**WHAT YOU NEED TO DO**
Copy the following material line for line, keeping every character unchanged.

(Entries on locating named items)
-------

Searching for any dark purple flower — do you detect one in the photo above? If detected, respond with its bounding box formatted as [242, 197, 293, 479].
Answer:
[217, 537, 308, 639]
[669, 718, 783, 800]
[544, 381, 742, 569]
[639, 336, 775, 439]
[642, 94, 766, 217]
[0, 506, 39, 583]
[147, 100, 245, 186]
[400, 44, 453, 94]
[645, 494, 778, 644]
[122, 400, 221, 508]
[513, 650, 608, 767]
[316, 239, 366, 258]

-------

**IN RESPONSE**
Searching for any dark purple flower — do you detect one in the photo above? If detected, respond with its bounding box formatted as [242, 197, 293, 479].
Answer:
[217, 537, 308, 639]
[669, 718, 783, 800]
[544, 381, 742, 569]
[639, 336, 775, 439]
[642, 94, 766, 217]
[0, 506, 39, 583]
[147, 100, 245, 186]
[400, 44, 453, 94]
[645, 494, 778, 644]
[122, 400, 221, 508]
[513, 650, 608, 767]
[316, 239, 366, 258]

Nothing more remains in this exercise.